Region labeling records:
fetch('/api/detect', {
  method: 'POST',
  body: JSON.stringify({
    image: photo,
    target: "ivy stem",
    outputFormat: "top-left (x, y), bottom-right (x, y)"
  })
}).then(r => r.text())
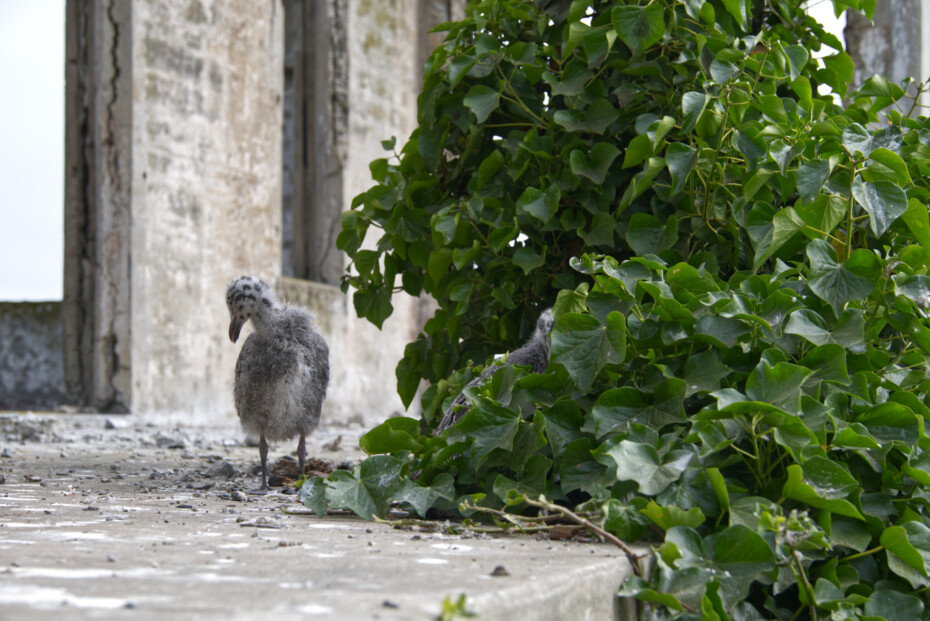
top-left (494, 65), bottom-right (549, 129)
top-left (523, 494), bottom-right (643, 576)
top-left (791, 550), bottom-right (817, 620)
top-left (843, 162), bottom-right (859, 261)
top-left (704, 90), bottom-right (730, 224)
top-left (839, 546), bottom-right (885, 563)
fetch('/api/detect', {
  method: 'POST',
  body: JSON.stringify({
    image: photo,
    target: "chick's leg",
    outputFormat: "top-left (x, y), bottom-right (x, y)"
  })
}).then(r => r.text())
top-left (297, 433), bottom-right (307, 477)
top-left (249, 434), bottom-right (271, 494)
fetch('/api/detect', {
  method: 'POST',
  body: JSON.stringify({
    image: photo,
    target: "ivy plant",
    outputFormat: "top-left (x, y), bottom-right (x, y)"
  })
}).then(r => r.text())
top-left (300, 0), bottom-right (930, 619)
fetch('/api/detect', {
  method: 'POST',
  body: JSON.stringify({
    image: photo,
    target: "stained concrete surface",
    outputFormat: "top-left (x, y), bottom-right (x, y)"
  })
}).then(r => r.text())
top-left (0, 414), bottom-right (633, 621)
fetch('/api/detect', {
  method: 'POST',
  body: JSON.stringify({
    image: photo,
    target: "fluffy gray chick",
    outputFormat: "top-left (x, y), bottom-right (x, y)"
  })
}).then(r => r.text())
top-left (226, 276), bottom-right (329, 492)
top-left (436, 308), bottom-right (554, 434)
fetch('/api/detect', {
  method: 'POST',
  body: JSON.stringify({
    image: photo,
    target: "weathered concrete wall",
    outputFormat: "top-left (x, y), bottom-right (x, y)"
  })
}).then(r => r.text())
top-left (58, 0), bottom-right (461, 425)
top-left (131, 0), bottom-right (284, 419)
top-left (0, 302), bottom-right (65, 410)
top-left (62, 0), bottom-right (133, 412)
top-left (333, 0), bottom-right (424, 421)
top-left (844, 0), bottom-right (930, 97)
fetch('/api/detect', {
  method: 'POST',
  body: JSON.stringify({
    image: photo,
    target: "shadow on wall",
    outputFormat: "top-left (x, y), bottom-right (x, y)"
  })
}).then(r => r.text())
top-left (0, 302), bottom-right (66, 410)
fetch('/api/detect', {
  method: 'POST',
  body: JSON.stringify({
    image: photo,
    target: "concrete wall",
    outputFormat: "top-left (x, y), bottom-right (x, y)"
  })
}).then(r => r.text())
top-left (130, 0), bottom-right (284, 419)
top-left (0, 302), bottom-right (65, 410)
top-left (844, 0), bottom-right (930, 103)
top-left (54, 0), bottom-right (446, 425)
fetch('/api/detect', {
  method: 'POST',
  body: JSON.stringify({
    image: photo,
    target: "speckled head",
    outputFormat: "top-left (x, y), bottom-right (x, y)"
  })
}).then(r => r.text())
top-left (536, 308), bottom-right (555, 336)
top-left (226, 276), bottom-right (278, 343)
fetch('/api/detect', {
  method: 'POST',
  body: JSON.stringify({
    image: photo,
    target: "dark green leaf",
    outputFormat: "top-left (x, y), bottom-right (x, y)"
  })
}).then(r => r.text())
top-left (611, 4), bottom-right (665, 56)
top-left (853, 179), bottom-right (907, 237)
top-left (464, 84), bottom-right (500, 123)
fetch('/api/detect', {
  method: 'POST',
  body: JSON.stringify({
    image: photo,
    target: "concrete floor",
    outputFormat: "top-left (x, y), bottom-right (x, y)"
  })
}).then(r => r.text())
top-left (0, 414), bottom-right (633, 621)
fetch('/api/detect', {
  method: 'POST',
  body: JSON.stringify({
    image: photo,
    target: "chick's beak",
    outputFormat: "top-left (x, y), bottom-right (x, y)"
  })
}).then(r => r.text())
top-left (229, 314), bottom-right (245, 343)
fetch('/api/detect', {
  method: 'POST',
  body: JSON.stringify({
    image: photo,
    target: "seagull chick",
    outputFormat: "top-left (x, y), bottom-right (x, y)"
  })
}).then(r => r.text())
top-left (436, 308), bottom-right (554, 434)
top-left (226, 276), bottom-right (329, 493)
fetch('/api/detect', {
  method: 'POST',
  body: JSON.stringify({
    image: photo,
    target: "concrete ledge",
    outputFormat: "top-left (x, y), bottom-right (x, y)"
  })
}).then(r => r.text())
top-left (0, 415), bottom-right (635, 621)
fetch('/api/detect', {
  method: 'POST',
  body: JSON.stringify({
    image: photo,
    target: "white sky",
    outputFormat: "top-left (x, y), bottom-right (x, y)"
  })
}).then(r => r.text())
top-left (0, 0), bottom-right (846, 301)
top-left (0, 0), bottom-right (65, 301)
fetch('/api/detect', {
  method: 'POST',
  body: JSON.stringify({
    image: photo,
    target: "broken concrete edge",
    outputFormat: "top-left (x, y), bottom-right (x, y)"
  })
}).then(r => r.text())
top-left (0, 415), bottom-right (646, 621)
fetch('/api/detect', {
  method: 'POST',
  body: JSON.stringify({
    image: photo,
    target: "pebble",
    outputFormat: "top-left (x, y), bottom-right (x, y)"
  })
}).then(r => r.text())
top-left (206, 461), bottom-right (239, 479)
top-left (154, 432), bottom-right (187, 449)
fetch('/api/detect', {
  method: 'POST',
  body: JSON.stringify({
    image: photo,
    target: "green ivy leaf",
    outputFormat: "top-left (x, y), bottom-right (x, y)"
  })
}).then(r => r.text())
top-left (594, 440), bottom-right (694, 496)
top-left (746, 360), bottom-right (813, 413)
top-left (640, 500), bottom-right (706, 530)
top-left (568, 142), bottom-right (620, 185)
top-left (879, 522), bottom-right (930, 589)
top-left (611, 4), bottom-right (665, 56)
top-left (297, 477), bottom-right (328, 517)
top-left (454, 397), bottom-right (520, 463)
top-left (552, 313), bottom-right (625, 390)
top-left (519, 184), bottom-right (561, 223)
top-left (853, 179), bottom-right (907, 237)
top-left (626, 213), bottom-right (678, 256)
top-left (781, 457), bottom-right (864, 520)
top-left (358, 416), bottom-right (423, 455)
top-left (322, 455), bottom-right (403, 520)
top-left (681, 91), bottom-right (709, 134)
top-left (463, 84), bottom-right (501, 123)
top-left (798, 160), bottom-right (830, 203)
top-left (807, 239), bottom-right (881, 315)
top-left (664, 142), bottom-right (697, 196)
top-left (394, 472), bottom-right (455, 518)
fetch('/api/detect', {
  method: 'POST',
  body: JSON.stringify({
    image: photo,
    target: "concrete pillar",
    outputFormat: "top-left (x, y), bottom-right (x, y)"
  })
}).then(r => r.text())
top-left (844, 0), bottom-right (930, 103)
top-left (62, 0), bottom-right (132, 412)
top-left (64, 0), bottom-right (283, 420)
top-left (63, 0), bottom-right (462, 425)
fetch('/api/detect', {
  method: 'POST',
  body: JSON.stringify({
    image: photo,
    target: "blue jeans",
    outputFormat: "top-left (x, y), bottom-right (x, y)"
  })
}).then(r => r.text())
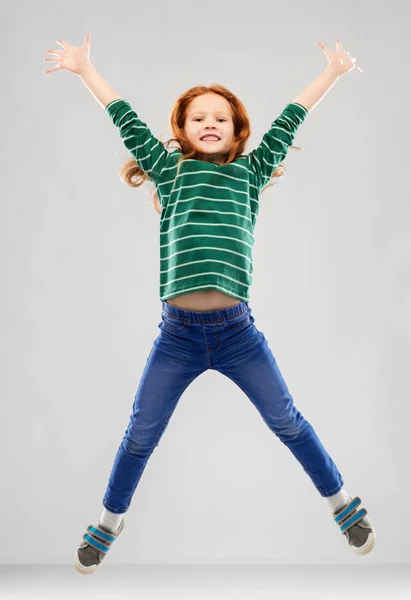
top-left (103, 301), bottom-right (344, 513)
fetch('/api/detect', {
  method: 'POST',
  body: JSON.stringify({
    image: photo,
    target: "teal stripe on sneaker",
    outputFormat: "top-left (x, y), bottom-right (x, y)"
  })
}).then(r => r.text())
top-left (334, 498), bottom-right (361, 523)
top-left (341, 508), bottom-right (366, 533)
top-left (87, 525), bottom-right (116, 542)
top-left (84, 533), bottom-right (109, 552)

__Exercise details__.
Exclude the pictures and repeat every other part of the records word for word.

__Complete answer__.
fetch('/api/detect', {
  method: 'POST',
  body: JSON.stringify({
    image: photo,
    target: "ivy stem",
    outputFormat: "top-left (x, y), bottom-right (x, y)"
  })
}).then(r => r.text())
top-left (494, 65), bottom-right (549, 129)
top-left (523, 494), bottom-right (643, 576)
top-left (791, 550), bottom-right (817, 620)
top-left (843, 162), bottom-right (859, 261)
top-left (704, 90), bottom-right (730, 224)
top-left (839, 546), bottom-right (885, 563)
fetch('/api/detect', {
  method: 'POST',
  body: JSON.stringify({
    image: photo,
    target: "chick's leg",
    outputFormat: "top-left (x, y), bottom-right (x, y)"
  })
}).then(r => r.text())
top-left (297, 433), bottom-right (307, 477)
top-left (249, 434), bottom-right (271, 494)
fetch('/api/detect', {
  method: 'POST',
  body: JSON.stringify({
    image: photo,
    target: "ivy plant",
    outputFormat: "top-left (x, y), bottom-right (x, y)"
  })
}).then(r => r.text())
top-left (300, 0), bottom-right (930, 619)
fetch('/api/detect', {
  method: 'POST',
  body: JSON.stringify({
    image: photo,
    target: "stained concrete surface",
    outputFormat: "top-left (x, y), bottom-right (x, y)"
  })
}).then(r => r.text())
top-left (0, 414), bottom-right (633, 621)
fetch('/api/detect', {
  method: 'POST',
  body: JSON.stringify({
    image: photo,
    target: "fluffy gray chick",
    outputFormat: "top-left (x, y), bottom-right (x, y)"
  })
}).then(r => r.text())
top-left (226, 276), bottom-right (329, 492)
top-left (436, 308), bottom-right (554, 434)
fetch('/api/detect', {
  method: 'POST',
  body: JSON.stringify({
    image: photo,
    target: "weathered concrete wall",
    outputFormat: "top-left (x, y), bottom-right (x, y)"
  })
}).then(r => r.text())
top-left (58, 0), bottom-right (461, 425)
top-left (131, 0), bottom-right (284, 419)
top-left (0, 302), bottom-right (65, 410)
top-left (62, 0), bottom-right (133, 412)
top-left (333, 0), bottom-right (424, 421)
top-left (844, 0), bottom-right (930, 97)
fetch('/api/detect', {
  method: 'POST',
  body: JSON.stringify({
    image: photo,
    target: "shadow on wall",
    outputFormat: "top-left (x, y), bottom-right (x, y)"
  })
}).then(r => r.text())
top-left (0, 302), bottom-right (66, 410)
fetch('/api/detect', {
  method: 'POST',
  body: JSON.stringify({
    image: photo,
    target: "concrete wall",
    outputFormat: "top-left (x, y), bottom-right (x, y)"
  })
}).then(r => r.text())
top-left (130, 0), bottom-right (284, 419)
top-left (0, 302), bottom-right (65, 410)
top-left (844, 0), bottom-right (930, 103)
top-left (54, 0), bottom-right (446, 425)
fetch('/api/detect', {
  method: 'POST',
  body: JSON.stringify({
    image: photo,
    target: "speckled head",
    outputFormat: "top-left (x, y), bottom-right (x, y)"
  })
}).then(r => r.text())
top-left (536, 308), bottom-right (555, 336)
top-left (226, 276), bottom-right (278, 343)
fetch('/api/detect', {
  method: 'POST',
  body: JSON.stringify({
    image: photo,
    target: "dark green leaf",
    outputFormat: "top-left (x, y), bottom-right (x, y)"
  })
}).then(r => r.text())
top-left (611, 4), bottom-right (665, 56)
top-left (853, 179), bottom-right (907, 237)
top-left (464, 84), bottom-right (500, 123)
fetch('/api/detect', {
  method: 'POST',
  body: JSON.stringify({
    image: photo,
    target: "concrete floor",
    outputFormat: "top-left (x, y), bottom-right (x, y)"
  })
}).then(r => r.text())
top-left (0, 414), bottom-right (633, 621)
fetch('/api/detect', {
  method: 'POST',
  body: JSON.stringify({
    image: photo,
    target: "chick's beak",
    outputFormat: "top-left (x, y), bottom-right (x, y)"
  })
}).then(r => r.text())
top-left (229, 314), bottom-right (245, 343)
fetch('/api/detect', {
  method: 'POST',
  body: JSON.stringify({
    image: photo,
    target: "seagull chick",
    outputFormat: "top-left (x, y), bottom-right (x, y)"
  })
}).then(r => r.text())
top-left (436, 308), bottom-right (554, 434)
top-left (226, 276), bottom-right (329, 493)
fetch('/api/detect', {
  method: 'POST',
  body: JSON.stringify({
    image: photo,
    target: "concrete ledge",
    outputFormat: "top-left (x, y), bottom-right (x, y)"
  })
}).then(r => r.text())
top-left (0, 415), bottom-right (635, 621)
fetch('/api/detect', {
  method: 'POST',
  body: JSON.stringify({
    image: photo,
    target: "white sky",
    outputFormat: "top-left (x, y), bottom-right (x, y)"
  })
}).then(r => r.text())
top-left (0, 0), bottom-right (846, 301)
top-left (0, 0), bottom-right (65, 301)
fetch('/api/detect', {
  method: 'POST',
  body: JSON.stringify({
    image: photo,
    target: "broken concrete edge",
    outputFormat: "top-left (x, y), bottom-right (x, y)"
  })
}).then(r => r.text())
top-left (0, 415), bottom-right (646, 621)
fetch('/api/detect', {
  method: 'POST',
  body: JSON.stringify({
    image: photo,
    target: "pebble",
    outputFormat: "top-left (x, y), bottom-right (x, y)"
  })
}).then(r => r.text())
top-left (206, 461), bottom-right (239, 479)
top-left (154, 432), bottom-right (187, 449)
fetch('/api/detect', {
  method: 'POST',
  body: JSON.stringify({
    image: photo,
    target: "green ivy leaf",
    outputFormat: "top-left (x, y), bottom-right (x, y)"
  })
}).then(r => r.text())
top-left (594, 440), bottom-right (694, 496)
top-left (746, 360), bottom-right (813, 413)
top-left (640, 500), bottom-right (706, 530)
top-left (568, 142), bottom-right (620, 185)
top-left (879, 522), bottom-right (930, 589)
top-left (611, 4), bottom-right (665, 56)
top-left (297, 477), bottom-right (328, 517)
top-left (454, 397), bottom-right (520, 463)
top-left (552, 313), bottom-right (625, 390)
top-left (519, 184), bottom-right (561, 223)
top-left (853, 179), bottom-right (907, 237)
top-left (626, 213), bottom-right (678, 256)
top-left (781, 457), bottom-right (864, 520)
top-left (358, 416), bottom-right (423, 455)
top-left (322, 455), bottom-right (403, 520)
top-left (681, 91), bottom-right (709, 134)
top-left (463, 84), bottom-right (501, 123)
top-left (798, 160), bottom-right (830, 203)
top-left (807, 239), bottom-right (881, 315)
top-left (664, 142), bottom-right (697, 196)
top-left (394, 472), bottom-right (455, 518)
fetch('/api/detect', {
  method: 'POST',
  body: JSON.stringify({
    image: photo,
    target: "concrete pillar",
    outputFormat: "top-left (x, y), bottom-right (x, y)"
  })
}).then(r => r.text())
top-left (844, 0), bottom-right (930, 103)
top-left (62, 0), bottom-right (132, 412)
top-left (64, 0), bottom-right (283, 420)
top-left (63, 0), bottom-right (462, 425)
fetch('/api/detect', {
  method: 'POST',
  body: JSON.stringify({
    image: photo,
    target: "blue jeans",
    outputFormat: "top-left (x, y), bottom-right (x, y)"
  })
}).then(r => r.text())
top-left (103, 301), bottom-right (344, 513)
fetch('/api/detect', {
  method: 'POST',
  body: JSON.stringify({
    image: photo,
    target: "teal stripe on sneaker",
    outputFormat: "top-left (x, y), bottom-right (x, y)"
  })
}).then(r => r.text())
top-left (334, 498), bottom-right (361, 523)
top-left (341, 508), bottom-right (366, 533)
top-left (87, 525), bottom-right (116, 542)
top-left (84, 533), bottom-right (109, 552)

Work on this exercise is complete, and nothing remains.